Говорю механику: «Старшина, сходи узнай, кто такие? Как здесь очутились?»
Васильев вернулся и говорит: «Эти с другого фланга. У них атака сорвалась, вот они и прыснули в стороны, кто куда. Их лейтенант сказал, что у них машина повреждена. Сейчас весь боекомплект выпустят и поедут в тыл на ремонт». Т-34 стрелял еще минут двадцать, потом ушел в тыл, но по месту, где он стоял, немцы выпустили 15–20 снарядов, разорвавшихся близко от нас. Обстрел прекратился, я вылез из танка, вся маскировка сорвана, зенитный пулемет разбит, глушитель тоже, и все ящики по левому борту искорежены, брезент разорван в нескольких местах. Мимо пролетел снаряд, я поднял голову посмотреть, где он разорвался, и тут мне осколок, видно, уже на излете, ударил в левую надбровную дугу.

НАБОР ДАННЫХ:
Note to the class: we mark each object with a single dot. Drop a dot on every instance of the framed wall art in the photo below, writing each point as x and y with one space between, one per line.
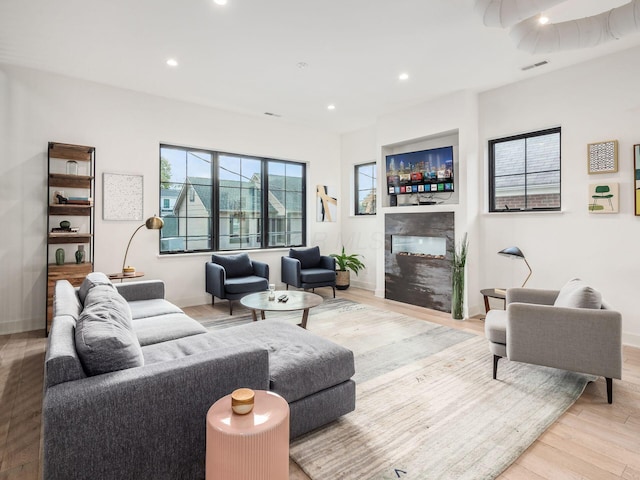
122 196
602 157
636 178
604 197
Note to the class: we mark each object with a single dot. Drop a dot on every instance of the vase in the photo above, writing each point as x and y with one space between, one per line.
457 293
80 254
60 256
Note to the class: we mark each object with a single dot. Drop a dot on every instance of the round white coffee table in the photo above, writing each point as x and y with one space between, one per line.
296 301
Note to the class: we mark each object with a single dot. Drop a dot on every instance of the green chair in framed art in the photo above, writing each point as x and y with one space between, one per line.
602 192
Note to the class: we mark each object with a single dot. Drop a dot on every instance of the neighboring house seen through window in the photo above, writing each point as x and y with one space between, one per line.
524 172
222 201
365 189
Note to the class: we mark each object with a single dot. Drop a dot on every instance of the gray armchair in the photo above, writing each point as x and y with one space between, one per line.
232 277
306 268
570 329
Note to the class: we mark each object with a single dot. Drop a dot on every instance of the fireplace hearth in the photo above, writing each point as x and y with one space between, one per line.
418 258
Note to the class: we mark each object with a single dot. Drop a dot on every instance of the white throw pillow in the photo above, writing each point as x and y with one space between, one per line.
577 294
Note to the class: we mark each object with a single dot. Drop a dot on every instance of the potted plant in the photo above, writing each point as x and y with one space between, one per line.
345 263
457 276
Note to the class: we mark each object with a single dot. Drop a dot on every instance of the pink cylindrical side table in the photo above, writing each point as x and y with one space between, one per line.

ЗАДАНИЯ ДЛЯ ВЫПОЛНЕНИЯ:
(A) Сколько ещё минут, по тексту о танковом бое, стрелял Т-34, прежде чем уйти в тыл?
(B) Перепишите записи, начиная со строки, где стоит «of the gray», и заканчивая концом записей, заменив «dot» на «marker» и оставив всё остальное без изменений. Выведите только эти строки.
Текст и записи никак не связаны между собой.

ОЖИДАЕМЫЕ ОТВЕТЫ:
(A) Ещё минут двадцать.

(B)
Note to the class: we mark each object with a single marker. Drop a marker on every instance of the gray armchair in the photo above, writing each point as x and y with one space between, one per line.
232 277
306 268
570 329
Note to the class: we mark each object with a single marker. Drop a marker on every instance of the fireplace hearth in the photo above, writing each point as x and y with one space between, one per line.
418 258
Note to the class: we mark each object with a single marker. Drop a marker on every instance of the white throw pillow in the photo above, writing each point as x and y with one space between, one per line.
577 294
Note to the class: we mark each object with a single marker. Drop a marker on every instance of the potted plant in the photo above, writing each point as x and y with one space between, one per line.
345 263
457 276
Note to the class: we mark each object with a single marker. Drop a marker on every instance of the pink cylindrical side table in the photo above, writing each point as x and y with one space between, one per line.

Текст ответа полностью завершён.